Alıntılanan Metin:
--------------------------------
Davalı sunmuş olduğu cevap dilekçesinde yetki itirazında bulunmuş ve sözleşmedeki yetki şartına dayanarak İzmir Asliye Ticaret Mahkemeleri’nin yetkili olduğunu beyan etmiştir.
Mahkememizce yapılan incelemede , taraflar arasında akdedilen ve davacı tarafından ” Ek-7″ olarak dava dosyasına sunulan sözleşmenin 6. Maddesinde; ” Taraflar iş bu sözleşmeden doğabilecek her türlü anlaşmazlık, ihtilaf veya zarar talebinde 6100 sayılı Hukuk Mahkemeleri Kanunun yetkili kıldığı İzmir Mahkemelerinin ve İcra Müdürlüklerinin yetkili olduğunu kabul ve beyan eder.” ibaresinin düzenlendiği, ilgili sözleşmenin her iki tarafça kabul edildiği, sözleşmede sözleşme dışındaki genel görevli mahkemelerin de yetkili olacağına ilişkin bir hüküm bulunmadığı, her iki tarafında da tacir olduğu, HMK 17 ve 18. Maddeleri uyarınca geçerli bir yetki sözleşmesinin bulunduğu, geçerli olan yetki şartı gereğince davalının yetkiye yönelik cevap dilekçesi ile İzmir Mahkemelerinin yetkili olduğunu ileri sürerek, süresi içerisinde yetki itirazında bulunduğu, davalının yetki itirazının yukarıda açıklanan sebeplerle haklı ve yerinde görülmekle, mahkememizin yetkisizliğine ve dosyanın yetkili İzmir Nöbetçi Asliye Ticaret Mahkemesine gönderilmesine ilişkin aşağıdaki şekilde karar vermek gerekmiştir.
--------------------------------
Sağlanan Veriler:
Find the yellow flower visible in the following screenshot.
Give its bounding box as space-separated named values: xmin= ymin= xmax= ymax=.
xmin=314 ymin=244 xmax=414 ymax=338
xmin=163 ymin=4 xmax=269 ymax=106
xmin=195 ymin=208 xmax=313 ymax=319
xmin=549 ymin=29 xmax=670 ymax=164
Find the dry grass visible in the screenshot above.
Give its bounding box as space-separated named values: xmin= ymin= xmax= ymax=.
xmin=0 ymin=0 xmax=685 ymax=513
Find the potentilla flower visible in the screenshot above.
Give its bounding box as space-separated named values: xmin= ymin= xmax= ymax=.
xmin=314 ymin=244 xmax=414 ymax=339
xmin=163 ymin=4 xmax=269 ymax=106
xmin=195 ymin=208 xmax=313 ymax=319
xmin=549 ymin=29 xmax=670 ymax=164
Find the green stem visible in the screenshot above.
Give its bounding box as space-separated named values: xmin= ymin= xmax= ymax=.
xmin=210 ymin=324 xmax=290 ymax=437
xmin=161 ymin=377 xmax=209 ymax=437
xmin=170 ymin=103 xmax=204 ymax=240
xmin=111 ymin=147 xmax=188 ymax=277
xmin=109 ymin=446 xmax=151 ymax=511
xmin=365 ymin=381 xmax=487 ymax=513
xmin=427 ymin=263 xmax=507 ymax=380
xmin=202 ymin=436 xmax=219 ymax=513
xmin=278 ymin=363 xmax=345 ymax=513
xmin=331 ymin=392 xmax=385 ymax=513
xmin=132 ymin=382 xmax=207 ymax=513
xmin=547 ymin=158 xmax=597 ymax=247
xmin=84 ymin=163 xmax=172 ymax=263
--------------------------------
Alıştırma Görevleri:
1: Alıntılanan metindeki şu cümleyi İngilizceye çevirin: "Davalı sunmuş olduğu cevap dilekçesinde yetki itirazında bulunmuş ve sözleşmedeki yetki şartına dayanarak İzmir Asliye Ticaret Mahkemeleri’nin yetkili olduğunu beyan etmiştir."
2: Alıntılanan metnin "Davalı sunmuş olduğu" ile "olduğunu beyan etmiştir." arasındaki kısmını, bu iki ifade de dahil olmak üzere, değiştirmeden yazıya geçirin.

Sıralı Sonuçlar:
1: In the reply petition submitted, the defendant raised an objection to jurisdiction and, relying on the jurisdiction clause in the contract, stated that the İzmir Commercial Courts of First Instance have jurisdiction.

2:
Davalı sunmuş olduğu cevap dilekçesinde yetki itirazında bulunmuş ve sözleşmedeki yetki şartına dayanarak İzmir Asliye Ticaret Mahkemeleri’nin yetkili olduğunu beyan etmiştir.